◆ Goal of the exercise: Copy out, without any change, the rows below, starting with the line that contains "for woman's face" and continuing through the last line of the rows.

☆ ☆ ☆ ☆ ☆

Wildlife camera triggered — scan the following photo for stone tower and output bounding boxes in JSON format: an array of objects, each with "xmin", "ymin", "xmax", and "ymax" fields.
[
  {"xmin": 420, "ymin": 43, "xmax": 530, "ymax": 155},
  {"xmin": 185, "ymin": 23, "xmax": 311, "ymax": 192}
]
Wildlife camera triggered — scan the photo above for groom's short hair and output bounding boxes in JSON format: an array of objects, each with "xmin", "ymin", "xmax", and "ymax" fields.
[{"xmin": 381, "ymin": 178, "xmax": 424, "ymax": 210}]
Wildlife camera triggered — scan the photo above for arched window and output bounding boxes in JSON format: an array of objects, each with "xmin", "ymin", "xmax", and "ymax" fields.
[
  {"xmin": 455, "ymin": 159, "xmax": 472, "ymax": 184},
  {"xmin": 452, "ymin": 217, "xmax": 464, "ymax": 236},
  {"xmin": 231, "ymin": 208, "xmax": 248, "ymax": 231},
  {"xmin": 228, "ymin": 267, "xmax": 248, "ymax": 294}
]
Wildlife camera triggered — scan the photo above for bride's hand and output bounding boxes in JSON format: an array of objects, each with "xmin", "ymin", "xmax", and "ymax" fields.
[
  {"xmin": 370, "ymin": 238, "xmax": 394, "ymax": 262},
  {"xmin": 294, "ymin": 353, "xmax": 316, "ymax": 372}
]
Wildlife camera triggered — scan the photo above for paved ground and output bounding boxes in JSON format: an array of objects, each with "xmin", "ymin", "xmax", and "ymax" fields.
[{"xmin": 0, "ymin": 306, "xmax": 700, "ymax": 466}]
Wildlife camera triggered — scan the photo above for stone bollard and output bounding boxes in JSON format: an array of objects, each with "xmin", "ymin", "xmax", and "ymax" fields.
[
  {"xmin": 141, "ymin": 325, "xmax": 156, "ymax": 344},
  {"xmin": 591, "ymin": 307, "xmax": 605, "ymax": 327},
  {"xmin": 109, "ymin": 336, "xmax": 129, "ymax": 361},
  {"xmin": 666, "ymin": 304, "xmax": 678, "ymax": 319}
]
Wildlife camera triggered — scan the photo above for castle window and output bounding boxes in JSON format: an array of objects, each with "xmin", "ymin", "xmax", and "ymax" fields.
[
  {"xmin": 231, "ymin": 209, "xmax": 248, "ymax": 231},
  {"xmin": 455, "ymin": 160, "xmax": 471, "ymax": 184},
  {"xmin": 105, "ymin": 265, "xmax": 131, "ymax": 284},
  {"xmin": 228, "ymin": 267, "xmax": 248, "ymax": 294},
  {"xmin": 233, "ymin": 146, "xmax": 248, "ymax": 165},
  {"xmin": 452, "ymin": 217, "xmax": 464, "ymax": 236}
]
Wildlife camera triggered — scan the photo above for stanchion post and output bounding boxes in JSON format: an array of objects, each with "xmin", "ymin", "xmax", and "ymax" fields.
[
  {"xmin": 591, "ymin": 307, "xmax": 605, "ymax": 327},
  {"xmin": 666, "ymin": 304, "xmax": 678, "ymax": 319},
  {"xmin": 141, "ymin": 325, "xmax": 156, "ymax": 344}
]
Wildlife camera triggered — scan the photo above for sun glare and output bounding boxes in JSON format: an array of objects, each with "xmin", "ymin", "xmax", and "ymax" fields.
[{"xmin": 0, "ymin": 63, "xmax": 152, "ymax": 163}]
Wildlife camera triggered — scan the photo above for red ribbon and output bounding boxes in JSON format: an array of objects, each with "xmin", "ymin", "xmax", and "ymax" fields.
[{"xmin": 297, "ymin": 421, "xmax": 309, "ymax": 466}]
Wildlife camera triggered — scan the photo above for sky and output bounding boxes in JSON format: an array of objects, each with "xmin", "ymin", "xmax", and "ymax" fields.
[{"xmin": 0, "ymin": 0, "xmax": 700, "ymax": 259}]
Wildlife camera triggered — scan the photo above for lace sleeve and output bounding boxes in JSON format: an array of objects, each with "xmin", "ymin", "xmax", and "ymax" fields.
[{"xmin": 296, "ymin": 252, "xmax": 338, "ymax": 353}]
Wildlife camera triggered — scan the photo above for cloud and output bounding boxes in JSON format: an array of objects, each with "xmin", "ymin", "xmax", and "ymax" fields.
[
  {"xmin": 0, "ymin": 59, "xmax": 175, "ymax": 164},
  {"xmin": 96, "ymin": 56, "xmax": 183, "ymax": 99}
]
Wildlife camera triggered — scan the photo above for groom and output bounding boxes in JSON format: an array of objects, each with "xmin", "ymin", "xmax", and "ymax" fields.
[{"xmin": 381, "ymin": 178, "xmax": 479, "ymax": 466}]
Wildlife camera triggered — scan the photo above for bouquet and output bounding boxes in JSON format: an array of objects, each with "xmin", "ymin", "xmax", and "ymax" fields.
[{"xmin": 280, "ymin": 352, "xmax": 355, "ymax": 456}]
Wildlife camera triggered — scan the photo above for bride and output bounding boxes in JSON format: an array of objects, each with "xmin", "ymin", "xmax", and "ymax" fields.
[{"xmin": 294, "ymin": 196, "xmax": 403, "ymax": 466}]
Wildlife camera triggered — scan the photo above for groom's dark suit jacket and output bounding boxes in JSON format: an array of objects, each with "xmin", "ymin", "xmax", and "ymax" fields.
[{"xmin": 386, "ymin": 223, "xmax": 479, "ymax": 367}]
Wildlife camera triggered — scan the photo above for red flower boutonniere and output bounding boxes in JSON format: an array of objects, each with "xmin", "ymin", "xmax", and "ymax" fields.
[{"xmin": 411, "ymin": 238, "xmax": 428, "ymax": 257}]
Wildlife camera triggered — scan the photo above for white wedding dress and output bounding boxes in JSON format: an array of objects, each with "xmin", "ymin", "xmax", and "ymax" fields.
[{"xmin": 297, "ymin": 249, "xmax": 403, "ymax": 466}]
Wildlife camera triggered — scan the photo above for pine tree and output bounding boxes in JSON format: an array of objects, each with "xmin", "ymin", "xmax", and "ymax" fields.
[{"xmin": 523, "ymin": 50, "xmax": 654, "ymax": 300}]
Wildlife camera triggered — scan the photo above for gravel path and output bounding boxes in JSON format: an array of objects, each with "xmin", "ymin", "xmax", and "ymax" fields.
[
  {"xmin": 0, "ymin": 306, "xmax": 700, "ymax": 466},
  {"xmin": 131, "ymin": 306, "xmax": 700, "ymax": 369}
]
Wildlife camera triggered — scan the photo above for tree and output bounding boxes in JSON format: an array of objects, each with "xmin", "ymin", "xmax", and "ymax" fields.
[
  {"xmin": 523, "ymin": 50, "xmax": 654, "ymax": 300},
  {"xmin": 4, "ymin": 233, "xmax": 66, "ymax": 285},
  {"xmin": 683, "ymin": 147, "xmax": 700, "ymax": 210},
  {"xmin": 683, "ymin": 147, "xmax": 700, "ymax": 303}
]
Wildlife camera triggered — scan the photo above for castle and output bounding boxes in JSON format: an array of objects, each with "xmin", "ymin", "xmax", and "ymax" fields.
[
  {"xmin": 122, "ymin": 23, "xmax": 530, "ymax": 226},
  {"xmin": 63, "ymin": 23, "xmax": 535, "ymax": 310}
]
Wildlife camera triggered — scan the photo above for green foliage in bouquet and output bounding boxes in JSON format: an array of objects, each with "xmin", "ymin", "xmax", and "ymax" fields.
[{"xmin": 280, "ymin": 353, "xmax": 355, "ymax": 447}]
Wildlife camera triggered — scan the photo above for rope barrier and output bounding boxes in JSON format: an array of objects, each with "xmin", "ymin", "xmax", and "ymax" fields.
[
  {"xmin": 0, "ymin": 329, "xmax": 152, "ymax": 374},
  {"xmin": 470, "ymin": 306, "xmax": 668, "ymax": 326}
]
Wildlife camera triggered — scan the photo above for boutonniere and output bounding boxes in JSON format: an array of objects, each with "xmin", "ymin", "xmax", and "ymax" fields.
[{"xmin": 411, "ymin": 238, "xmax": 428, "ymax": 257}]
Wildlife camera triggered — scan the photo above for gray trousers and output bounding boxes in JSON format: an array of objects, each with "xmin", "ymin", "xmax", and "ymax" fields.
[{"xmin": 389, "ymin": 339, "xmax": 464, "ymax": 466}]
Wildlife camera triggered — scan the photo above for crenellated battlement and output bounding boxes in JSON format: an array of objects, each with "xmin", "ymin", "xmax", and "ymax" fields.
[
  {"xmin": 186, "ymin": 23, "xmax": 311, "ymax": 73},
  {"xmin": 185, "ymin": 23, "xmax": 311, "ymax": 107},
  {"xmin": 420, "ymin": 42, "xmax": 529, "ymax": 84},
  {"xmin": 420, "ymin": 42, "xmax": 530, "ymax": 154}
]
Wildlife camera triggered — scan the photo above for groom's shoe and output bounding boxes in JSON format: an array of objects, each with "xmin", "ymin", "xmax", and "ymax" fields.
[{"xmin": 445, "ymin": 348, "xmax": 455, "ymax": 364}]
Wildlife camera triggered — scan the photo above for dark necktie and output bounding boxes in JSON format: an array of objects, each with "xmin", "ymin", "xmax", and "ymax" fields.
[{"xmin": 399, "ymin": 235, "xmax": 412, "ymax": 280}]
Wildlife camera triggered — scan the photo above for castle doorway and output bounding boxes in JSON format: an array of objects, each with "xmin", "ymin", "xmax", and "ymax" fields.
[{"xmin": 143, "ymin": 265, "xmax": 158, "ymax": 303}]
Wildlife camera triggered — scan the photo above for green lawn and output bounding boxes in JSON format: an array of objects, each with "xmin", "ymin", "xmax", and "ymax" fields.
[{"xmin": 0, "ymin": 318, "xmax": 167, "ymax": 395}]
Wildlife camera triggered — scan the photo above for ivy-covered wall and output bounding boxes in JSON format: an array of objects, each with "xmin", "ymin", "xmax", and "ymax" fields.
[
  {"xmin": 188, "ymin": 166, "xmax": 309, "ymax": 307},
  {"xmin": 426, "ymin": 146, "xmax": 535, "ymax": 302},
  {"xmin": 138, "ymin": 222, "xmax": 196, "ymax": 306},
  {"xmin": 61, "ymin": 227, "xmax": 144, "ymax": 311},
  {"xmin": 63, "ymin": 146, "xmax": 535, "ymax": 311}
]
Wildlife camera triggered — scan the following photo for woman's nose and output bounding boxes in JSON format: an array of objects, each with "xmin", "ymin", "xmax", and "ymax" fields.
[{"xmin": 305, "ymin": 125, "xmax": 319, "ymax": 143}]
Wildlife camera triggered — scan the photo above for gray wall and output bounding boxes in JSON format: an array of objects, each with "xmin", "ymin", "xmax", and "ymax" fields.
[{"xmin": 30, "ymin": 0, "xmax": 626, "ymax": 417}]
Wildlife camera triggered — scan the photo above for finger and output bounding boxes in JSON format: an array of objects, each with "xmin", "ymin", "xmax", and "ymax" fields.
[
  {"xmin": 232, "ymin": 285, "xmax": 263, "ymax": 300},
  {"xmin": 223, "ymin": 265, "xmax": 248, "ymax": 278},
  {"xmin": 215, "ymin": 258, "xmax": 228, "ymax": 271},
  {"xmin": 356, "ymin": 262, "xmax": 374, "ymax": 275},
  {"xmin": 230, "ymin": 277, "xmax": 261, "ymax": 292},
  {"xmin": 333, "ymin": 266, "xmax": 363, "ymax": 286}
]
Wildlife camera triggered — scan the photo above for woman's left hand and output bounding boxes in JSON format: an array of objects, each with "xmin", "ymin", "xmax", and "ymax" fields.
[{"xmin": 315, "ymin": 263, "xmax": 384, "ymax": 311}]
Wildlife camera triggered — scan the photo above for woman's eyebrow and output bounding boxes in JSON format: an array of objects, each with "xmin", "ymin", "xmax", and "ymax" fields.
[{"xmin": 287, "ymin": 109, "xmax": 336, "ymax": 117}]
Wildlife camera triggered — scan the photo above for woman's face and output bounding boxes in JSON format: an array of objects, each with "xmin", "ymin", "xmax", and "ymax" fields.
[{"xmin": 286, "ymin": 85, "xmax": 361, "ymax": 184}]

☆ ☆ ☆ ☆ ☆

◆ Written reply:
Wildlife camera triggered — scan the photo above for woman's face and output bounding boxes in JSON format: an array of objects, each with "xmin", "ymin", "xmax", and "ymax" fields.
[{"xmin": 286, "ymin": 85, "xmax": 361, "ymax": 184}]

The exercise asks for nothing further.